WHAT TO PRODUCE: Identify each row below that contains the word "cloud", and copy every such row in full.

AVAILABLE DATA:
__________

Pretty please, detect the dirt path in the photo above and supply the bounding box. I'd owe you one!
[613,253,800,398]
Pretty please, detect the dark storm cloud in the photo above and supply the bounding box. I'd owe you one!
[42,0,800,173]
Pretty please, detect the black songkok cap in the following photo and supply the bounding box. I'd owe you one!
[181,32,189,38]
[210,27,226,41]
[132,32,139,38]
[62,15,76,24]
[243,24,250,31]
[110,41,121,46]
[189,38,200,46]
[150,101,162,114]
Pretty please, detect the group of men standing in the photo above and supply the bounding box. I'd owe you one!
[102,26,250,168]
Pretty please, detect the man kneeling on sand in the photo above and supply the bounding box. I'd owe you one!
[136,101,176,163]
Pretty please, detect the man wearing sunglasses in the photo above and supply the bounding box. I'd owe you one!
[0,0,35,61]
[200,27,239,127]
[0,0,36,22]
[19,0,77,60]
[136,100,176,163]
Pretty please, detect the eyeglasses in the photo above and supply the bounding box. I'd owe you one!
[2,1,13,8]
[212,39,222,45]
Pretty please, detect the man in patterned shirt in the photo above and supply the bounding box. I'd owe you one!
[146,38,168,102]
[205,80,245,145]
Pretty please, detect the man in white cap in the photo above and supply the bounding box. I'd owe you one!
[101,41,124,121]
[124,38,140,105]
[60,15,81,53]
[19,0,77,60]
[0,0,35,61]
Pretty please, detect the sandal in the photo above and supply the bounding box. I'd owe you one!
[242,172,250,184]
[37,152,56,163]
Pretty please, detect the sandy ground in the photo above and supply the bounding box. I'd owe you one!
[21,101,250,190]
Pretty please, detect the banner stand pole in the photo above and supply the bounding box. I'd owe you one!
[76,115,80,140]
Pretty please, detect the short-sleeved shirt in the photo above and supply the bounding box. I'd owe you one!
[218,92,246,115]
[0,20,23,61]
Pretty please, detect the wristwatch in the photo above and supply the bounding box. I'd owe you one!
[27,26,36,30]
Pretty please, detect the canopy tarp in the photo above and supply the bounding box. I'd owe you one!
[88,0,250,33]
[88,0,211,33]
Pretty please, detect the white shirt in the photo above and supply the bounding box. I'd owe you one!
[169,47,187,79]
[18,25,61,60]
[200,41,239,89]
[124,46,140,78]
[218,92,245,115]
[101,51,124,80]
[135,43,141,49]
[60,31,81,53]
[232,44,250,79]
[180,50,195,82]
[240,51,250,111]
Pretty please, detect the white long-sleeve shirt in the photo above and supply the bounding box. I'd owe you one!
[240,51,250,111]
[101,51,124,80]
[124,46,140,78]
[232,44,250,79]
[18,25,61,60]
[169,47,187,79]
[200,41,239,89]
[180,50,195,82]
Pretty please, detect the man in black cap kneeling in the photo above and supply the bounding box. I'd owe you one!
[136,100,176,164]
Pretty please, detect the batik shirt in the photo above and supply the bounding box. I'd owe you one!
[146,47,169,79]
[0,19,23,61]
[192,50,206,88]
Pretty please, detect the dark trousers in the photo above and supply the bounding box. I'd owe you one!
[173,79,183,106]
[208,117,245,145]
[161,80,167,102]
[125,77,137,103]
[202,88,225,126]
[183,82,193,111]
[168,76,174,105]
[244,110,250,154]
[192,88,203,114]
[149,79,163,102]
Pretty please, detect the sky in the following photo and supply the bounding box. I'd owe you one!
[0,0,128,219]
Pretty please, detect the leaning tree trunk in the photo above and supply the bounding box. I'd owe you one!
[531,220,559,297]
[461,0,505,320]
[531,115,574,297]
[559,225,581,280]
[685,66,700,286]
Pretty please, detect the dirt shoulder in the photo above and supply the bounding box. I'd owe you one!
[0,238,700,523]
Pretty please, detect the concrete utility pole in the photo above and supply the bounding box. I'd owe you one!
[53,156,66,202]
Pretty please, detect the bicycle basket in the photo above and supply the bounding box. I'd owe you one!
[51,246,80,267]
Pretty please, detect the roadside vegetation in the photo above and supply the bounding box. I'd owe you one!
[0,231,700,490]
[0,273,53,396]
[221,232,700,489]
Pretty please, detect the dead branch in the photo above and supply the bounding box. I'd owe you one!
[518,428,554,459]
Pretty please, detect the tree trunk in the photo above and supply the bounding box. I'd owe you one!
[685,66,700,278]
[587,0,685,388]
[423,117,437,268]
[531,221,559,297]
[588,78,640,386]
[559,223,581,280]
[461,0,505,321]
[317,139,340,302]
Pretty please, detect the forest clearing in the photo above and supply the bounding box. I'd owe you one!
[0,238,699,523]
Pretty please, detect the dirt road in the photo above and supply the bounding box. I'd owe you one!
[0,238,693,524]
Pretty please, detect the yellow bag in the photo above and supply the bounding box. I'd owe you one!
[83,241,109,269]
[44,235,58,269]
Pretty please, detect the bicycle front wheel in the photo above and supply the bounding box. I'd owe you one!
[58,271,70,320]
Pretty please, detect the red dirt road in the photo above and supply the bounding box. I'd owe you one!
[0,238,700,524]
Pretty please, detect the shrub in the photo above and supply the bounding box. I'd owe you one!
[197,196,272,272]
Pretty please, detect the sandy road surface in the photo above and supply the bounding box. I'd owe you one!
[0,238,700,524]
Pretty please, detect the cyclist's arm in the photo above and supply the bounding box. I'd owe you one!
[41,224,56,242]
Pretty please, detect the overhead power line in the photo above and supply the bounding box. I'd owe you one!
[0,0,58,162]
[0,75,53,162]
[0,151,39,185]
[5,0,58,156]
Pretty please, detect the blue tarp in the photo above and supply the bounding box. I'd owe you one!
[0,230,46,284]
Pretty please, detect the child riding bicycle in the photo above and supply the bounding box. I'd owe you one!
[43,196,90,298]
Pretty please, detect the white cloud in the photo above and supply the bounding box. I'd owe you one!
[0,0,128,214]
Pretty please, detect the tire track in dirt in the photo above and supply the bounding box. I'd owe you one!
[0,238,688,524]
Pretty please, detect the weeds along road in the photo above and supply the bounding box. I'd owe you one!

__________

WRITTEN RESPONSE:
Pretty please, detect the dark storm cloud in the photo above and supply the bounding box. I'd owe you one!
Pretty please, detect the white cloud in the photo above and supply the bounding box. I'd owe you one!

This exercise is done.